[[ RECORDS SUPPLIED, beginning ]]

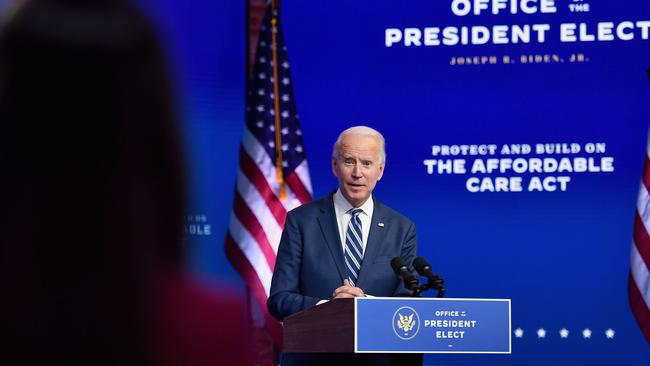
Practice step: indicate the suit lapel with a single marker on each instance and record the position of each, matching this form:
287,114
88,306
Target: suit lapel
375,240
330,229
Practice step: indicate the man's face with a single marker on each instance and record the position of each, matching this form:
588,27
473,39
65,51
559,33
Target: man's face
357,166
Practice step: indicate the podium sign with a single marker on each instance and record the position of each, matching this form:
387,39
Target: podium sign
432,325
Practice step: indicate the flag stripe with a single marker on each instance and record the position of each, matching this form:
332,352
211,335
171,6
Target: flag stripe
249,221
261,211
640,274
264,195
252,252
247,272
252,172
640,308
639,278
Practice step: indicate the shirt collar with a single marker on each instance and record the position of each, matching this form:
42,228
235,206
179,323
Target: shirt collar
344,206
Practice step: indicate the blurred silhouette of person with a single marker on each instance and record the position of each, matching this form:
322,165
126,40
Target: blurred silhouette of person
92,198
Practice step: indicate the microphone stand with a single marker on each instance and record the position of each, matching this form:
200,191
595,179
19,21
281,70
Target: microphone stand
433,283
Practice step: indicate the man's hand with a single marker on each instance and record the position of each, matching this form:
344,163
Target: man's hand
347,291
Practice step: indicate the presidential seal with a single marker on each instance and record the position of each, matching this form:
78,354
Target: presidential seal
406,323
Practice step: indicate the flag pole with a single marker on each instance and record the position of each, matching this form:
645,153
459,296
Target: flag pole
276,99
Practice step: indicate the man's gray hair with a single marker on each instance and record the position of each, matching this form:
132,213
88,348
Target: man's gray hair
362,131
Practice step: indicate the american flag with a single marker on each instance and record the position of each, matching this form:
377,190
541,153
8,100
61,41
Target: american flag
273,177
639,279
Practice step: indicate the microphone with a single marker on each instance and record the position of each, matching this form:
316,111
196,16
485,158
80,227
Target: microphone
424,269
401,270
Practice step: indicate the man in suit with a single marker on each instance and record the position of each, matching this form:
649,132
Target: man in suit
341,246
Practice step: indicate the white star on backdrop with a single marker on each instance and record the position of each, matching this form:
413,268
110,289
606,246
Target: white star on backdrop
564,333
519,332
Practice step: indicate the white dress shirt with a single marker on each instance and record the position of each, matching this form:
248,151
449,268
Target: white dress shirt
343,216
342,209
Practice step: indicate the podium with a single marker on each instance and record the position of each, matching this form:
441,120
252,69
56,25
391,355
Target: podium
331,322
401,325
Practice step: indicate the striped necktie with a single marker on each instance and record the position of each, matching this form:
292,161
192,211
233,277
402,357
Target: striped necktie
353,248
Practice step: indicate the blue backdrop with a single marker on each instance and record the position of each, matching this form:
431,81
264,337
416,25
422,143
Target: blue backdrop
562,256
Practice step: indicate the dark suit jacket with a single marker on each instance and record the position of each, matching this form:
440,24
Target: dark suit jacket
310,264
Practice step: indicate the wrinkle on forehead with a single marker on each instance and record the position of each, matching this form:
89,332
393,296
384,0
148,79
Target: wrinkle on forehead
364,147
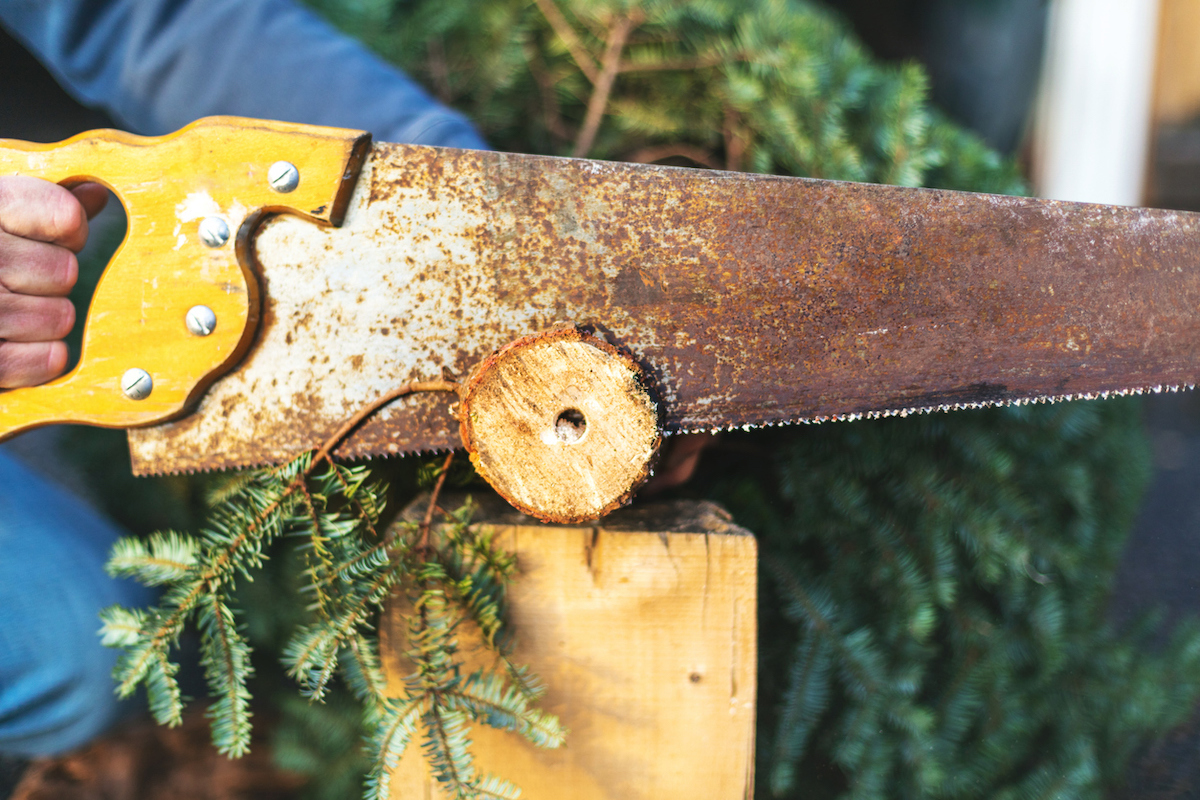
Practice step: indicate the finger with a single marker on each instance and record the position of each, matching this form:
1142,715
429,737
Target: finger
35,268
30,364
35,319
93,197
36,209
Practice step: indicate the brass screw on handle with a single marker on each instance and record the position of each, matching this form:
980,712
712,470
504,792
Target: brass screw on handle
137,384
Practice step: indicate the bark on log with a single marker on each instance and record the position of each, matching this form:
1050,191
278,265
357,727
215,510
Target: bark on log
561,425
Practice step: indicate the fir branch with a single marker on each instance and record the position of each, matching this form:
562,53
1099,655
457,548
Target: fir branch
610,66
565,32
226,660
395,731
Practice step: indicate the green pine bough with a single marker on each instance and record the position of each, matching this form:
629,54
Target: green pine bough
450,576
934,588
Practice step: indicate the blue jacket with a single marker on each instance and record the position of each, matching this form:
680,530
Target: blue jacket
156,65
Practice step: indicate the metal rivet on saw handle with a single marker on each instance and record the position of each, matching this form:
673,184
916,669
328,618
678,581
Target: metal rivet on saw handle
201,320
283,176
137,384
214,232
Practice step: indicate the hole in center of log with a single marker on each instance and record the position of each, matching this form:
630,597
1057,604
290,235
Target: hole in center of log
570,426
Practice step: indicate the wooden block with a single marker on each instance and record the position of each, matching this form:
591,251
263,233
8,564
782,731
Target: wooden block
643,626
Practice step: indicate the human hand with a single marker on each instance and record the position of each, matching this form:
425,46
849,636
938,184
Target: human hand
42,227
679,459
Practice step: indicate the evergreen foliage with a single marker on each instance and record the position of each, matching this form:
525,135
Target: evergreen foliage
934,587
931,617
349,569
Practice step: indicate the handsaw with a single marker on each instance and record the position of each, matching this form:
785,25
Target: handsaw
334,270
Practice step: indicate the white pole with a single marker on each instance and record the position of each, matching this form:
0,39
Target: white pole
1092,131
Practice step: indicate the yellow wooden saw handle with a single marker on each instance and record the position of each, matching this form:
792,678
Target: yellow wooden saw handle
219,174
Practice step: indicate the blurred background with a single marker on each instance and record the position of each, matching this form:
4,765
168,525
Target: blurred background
1095,100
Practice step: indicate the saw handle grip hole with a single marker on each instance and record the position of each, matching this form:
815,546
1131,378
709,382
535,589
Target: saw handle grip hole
570,426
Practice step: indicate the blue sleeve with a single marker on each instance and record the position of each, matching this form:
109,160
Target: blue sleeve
156,65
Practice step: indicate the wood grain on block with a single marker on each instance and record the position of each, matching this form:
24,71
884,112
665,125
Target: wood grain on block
645,632
561,425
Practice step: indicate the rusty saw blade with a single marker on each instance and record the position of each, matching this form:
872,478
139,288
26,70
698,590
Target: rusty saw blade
750,299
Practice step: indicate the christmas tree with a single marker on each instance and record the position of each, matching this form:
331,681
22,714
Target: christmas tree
934,587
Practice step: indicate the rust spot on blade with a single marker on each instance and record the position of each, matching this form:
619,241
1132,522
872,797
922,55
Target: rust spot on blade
749,299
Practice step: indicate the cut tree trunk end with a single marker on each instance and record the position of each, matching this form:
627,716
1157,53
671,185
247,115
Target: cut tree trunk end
561,423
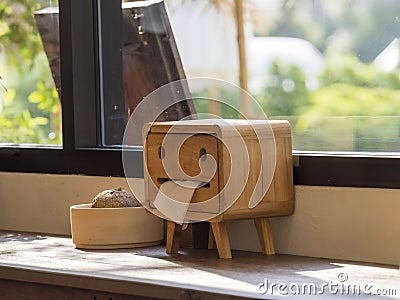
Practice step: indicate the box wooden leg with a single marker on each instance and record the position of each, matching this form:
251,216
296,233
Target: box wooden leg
173,237
211,239
265,235
221,239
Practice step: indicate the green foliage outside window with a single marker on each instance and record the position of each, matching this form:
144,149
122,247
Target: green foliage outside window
29,103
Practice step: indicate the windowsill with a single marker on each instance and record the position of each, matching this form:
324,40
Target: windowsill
53,262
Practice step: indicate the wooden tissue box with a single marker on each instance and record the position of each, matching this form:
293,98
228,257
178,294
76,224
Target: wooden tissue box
213,137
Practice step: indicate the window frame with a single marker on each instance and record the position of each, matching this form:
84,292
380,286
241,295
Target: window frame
91,76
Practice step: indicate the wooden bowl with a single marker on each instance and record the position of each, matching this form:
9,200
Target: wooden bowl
114,228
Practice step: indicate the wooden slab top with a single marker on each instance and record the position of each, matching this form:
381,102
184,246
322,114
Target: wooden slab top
192,274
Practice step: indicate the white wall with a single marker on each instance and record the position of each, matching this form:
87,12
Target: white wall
345,223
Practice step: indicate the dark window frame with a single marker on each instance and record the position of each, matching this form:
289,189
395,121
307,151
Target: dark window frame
90,75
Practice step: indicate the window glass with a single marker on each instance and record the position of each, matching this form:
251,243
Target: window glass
30,109
332,68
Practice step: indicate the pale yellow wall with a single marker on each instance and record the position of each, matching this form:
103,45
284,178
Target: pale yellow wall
346,223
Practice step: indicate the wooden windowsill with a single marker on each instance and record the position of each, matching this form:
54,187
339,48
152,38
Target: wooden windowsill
39,263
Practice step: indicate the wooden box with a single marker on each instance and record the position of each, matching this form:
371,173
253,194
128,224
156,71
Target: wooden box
272,188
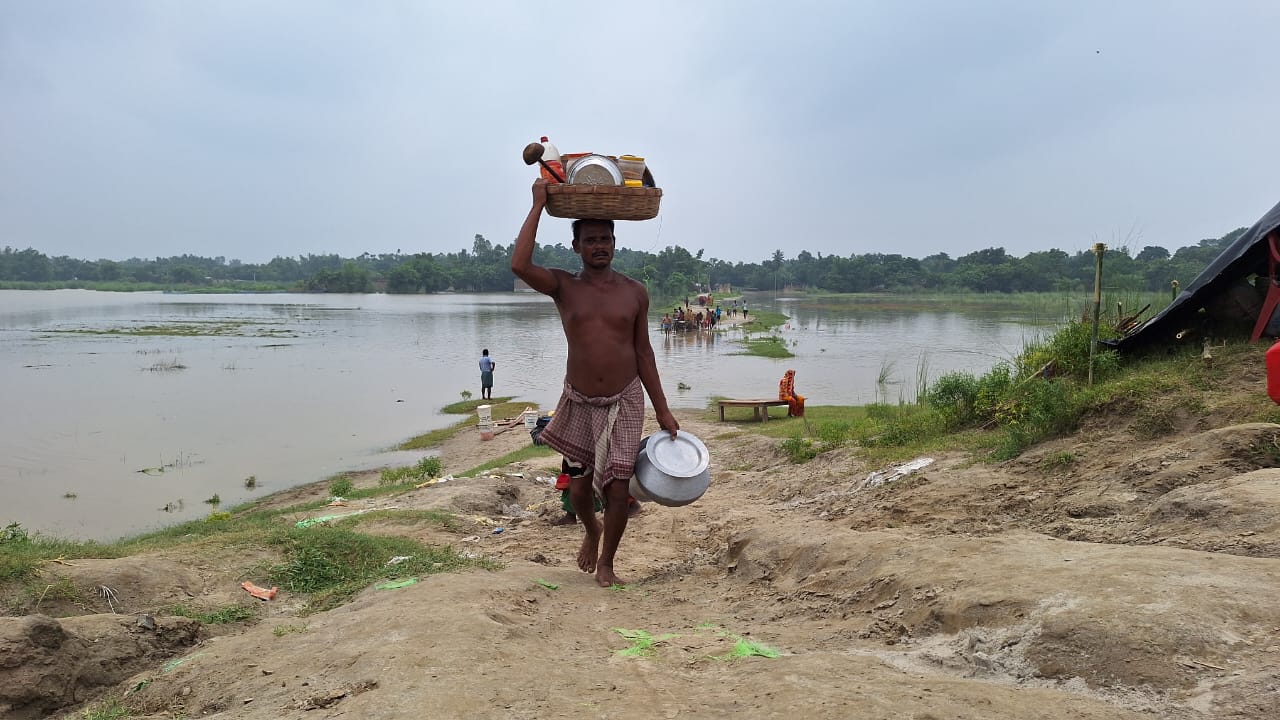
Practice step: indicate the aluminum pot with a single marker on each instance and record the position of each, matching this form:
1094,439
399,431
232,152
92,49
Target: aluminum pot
671,472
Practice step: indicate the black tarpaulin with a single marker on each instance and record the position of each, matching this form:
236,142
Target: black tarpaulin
1246,256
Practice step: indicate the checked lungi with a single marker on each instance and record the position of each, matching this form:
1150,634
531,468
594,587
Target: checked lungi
602,433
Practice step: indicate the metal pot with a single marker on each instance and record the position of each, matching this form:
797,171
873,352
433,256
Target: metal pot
594,169
671,472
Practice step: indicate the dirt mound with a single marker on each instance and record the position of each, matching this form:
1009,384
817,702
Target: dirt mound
48,664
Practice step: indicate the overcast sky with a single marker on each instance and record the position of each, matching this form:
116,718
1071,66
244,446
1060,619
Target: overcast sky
260,128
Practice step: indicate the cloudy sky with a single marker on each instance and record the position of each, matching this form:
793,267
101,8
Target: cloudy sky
260,128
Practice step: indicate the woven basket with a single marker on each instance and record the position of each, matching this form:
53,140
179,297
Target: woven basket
602,201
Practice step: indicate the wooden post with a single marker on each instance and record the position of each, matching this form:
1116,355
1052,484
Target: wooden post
1098,249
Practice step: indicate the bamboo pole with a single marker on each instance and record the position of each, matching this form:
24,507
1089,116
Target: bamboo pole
1098,249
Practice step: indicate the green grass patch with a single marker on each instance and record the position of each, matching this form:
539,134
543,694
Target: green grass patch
501,410
412,518
744,647
23,554
469,406
109,709
524,454
192,328
641,642
772,346
424,469
333,564
220,616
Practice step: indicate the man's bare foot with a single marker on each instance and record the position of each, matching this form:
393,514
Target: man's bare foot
589,551
606,578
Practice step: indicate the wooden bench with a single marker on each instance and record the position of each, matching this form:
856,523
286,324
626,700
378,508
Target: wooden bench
760,406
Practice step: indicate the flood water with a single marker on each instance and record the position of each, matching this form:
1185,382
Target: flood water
109,433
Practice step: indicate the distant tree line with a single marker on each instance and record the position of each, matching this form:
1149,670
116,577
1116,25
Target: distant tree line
671,272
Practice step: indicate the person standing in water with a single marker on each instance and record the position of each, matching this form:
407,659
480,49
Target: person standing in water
487,367
611,365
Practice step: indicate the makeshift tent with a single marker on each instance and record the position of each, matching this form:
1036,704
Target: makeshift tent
1246,256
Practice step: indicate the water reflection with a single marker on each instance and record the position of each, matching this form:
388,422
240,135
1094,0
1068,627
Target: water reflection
319,383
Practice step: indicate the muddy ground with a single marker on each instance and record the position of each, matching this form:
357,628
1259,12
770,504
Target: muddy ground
1109,574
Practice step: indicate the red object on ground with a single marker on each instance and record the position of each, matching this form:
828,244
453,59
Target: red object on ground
1274,373
261,593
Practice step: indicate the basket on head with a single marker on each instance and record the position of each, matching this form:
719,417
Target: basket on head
603,201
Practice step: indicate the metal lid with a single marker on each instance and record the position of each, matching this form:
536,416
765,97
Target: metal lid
595,169
685,456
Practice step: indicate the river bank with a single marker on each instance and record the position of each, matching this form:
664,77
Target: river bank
1112,573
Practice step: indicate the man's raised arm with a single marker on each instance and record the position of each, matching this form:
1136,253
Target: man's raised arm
522,255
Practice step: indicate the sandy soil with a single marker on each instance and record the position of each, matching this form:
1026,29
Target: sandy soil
1138,580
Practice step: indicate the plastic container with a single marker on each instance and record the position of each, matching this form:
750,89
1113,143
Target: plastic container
632,168
551,156
1274,373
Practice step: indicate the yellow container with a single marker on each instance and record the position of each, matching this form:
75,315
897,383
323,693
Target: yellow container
631,167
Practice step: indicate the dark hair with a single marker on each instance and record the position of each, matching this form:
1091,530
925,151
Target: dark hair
577,226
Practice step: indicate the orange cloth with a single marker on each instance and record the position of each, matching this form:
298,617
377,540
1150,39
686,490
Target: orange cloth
787,391
261,593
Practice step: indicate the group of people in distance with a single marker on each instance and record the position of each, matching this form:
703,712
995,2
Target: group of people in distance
686,319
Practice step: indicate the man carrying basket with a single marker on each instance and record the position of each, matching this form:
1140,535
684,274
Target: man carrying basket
599,419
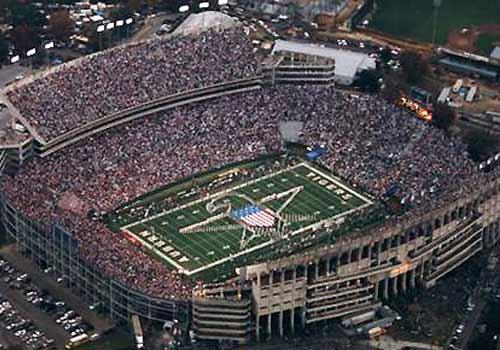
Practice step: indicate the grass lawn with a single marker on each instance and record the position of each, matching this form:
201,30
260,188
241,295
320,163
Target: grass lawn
117,340
207,231
484,43
414,18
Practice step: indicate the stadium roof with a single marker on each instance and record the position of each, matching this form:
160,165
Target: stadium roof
200,22
488,73
347,63
495,54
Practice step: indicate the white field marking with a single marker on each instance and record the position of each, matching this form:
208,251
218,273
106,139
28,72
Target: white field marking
264,244
338,183
157,251
217,194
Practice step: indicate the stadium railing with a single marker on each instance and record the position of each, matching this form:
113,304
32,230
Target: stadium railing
148,108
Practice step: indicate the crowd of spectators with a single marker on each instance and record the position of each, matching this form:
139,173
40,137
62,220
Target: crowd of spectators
372,144
128,76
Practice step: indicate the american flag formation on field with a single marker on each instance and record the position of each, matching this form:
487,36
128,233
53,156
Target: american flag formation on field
254,216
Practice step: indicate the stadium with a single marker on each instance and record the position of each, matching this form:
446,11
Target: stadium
186,178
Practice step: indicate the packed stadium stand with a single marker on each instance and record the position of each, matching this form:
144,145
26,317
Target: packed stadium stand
55,203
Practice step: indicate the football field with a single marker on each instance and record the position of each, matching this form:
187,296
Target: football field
246,217
414,18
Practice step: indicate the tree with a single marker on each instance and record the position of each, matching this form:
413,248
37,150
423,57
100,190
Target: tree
481,144
134,5
385,55
368,80
25,38
392,89
4,49
61,25
26,14
443,116
414,67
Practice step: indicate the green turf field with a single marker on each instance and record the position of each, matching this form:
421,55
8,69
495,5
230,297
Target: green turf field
210,229
414,18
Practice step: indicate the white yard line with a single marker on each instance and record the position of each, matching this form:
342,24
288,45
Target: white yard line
157,251
217,194
338,183
181,269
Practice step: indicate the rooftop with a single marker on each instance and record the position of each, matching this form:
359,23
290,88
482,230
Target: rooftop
347,63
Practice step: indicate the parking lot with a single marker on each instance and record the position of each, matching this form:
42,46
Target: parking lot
34,314
21,320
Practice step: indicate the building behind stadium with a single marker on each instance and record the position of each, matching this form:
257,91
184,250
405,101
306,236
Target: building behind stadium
352,275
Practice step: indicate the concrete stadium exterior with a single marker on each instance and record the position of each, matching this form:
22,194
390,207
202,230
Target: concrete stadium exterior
353,274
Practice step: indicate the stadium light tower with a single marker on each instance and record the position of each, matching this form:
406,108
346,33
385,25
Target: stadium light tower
436,4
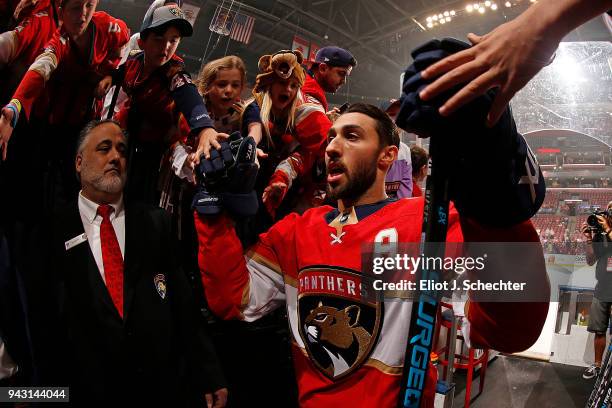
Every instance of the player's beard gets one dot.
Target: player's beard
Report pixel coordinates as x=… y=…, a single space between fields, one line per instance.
x=106 y=182
x=357 y=183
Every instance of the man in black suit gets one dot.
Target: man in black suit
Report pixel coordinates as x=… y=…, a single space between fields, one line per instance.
x=115 y=331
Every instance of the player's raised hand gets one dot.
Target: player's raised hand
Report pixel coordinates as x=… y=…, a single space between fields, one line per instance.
x=6 y=130
x=207 y=139
x=507 y=58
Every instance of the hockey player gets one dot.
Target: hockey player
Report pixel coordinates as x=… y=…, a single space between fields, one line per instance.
x=348 y=351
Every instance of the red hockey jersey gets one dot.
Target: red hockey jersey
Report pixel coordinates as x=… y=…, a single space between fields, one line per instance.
x=61 y=81
x=304 y=263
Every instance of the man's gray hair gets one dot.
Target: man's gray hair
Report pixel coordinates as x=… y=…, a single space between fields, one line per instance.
x=91 y=126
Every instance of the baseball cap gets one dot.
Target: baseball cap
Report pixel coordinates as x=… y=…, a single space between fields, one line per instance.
x=387 y=104
x=335 y=56
x=165 y=15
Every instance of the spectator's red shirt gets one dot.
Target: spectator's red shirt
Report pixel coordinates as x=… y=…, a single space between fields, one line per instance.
x=312 y=90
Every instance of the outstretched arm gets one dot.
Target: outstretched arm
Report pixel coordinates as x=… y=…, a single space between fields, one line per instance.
x=510 y=55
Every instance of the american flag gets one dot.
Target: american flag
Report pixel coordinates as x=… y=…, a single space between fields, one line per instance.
x=242 y=27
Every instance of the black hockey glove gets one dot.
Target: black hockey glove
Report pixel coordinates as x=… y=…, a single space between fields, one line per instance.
x=494 y=177
x=227 y=179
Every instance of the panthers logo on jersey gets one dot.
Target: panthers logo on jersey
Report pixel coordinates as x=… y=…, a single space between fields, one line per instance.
x=338 y=326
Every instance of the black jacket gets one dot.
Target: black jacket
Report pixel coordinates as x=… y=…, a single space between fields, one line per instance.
x=157 y=355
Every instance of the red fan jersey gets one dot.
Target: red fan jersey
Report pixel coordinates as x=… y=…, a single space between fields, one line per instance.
x=33 y=32
x=163 y=108
x=314 y=93
x=347 y=350
x=60 y=83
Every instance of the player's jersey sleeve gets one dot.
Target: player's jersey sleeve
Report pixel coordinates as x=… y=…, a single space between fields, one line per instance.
x=509 y=326
x=113 y=36
x=188 y=100
x=238 y=286
x=311 y=128
x=9 y=44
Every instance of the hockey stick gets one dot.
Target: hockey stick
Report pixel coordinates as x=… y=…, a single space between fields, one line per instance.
x=120 y=74
x=425 y=303
x=602 y=379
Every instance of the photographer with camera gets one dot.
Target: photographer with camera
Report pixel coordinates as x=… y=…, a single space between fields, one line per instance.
x=598 y=231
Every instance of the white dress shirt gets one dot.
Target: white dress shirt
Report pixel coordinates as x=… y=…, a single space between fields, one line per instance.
x=91 y=223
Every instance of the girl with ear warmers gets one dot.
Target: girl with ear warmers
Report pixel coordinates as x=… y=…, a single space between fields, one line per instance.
x=295 y=132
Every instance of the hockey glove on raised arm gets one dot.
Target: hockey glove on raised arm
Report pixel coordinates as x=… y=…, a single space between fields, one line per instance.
x=494 y=177
x=227 y=179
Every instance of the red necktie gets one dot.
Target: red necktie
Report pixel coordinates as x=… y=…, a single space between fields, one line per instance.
x=111 y=258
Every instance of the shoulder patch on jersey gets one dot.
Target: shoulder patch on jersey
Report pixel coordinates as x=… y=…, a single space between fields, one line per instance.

[[ RECORDS SUPPLIED, end ]]

**ASSIGNMENT:** Which lines above run from the one containing "Target: hockey stick" to the one containing "Target: photographer with camera"? Give them again exactly, both ends included.

**SOLUTION TO THIS TASK:**
Target: hockey stick
Report pixel coordinates as x=… y=…, a single space between fields, one line per instance.
x=120 y=74
x=425 y=303
x=602 y=379
Every instance of the photographer with camera gets one dot.
Target: photographer with camera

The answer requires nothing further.